→ CONSEGNA
Riprendi il racconto delle visite alla casa sulla costa e proseguilo dopo l'ultima frase riportata.

→ TESTO ESTRATTO
┌────────
Aumentarono le nostre visite alla casa sulla costa [nella zona a mare di Camporosso (IM)]. Accompagnavo mio padre con in braccio mio fratellino Bruno per rendere più facile il passaggio al posto di blocco all’altezza della caserma Bevilacqua di Vallecrosia (IM). Sorpassavamo di lato la sbarra e i tedeschi e i fascisti di guardia ci salutavano dalla guardiola. A volte trascinavamo il carretto con sopra le ceste dei fiori. A Vallecrosia Alta coltivavamo un piccola piantagione di garofani. Spesse volte tra i garofani mio padre nascondeva casse che nottetempo erano sbarcate sulla costa.
Compresi che quando era in previsione uno sbarco pernottavamo al mare a dispetto dei cannoneggiamenti da Monte Agel, e al mattino ritornavamo ripetendo la manfrina delle ceste dei garofani invenduti al mercato. Da quei giorni nella cantina della casa al mare furono custodite anche strane casse.
└────────
[Voci tratte da una raccolta]
┌────────
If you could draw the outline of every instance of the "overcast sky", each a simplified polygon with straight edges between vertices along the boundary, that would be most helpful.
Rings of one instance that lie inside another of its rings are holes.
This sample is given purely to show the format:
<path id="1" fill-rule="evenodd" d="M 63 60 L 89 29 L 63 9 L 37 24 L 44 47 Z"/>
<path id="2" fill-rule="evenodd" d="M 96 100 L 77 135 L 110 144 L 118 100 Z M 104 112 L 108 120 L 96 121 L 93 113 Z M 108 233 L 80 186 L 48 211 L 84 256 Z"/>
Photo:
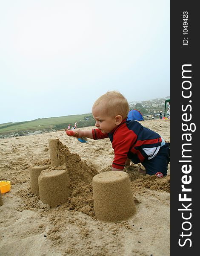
└────────
→ RISULTATO
Sono certa che sbarcarono o si imbarcarono anche altri soldati alleati. In particolare ricordo che prima di Natale del 1944 una notte riapparve Nino accompagnato da un uomo alto, biondo come uno svedese e due baffoni. Erano appena sbarcati dalla barca, perché i pantaloni erano bagnati, e avevano anche diverse casse che nascosero in cantina e che vennero recuperate nei giorni successivi dagli amici di Nino: Achille [“Andrea” Lamberti,  comandante del distaccamento S.A.P. di Vallecrosia (IM)], Lotti [Aldo Levis Lotti, commissario del distaccamento S.A.P.] e altri. Ancora a notte partirono per Negi.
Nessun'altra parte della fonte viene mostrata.